Source records:
···

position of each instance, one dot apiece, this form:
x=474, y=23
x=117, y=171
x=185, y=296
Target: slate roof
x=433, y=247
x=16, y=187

···

## [REQUIREMENTS]
Recast the lines above as a JSON list of strings, one string per line, leaving out any blank lines.

## [REPLY TO THE TASK]
[
  "position of each instance, one dot apiece, this form:",
  "x=474, y=23",
  "x=117, y=171",
  "x=185, y=296",
  "Target: slate roof",
  "x=433, y=247",
  "x=16, y=187"
]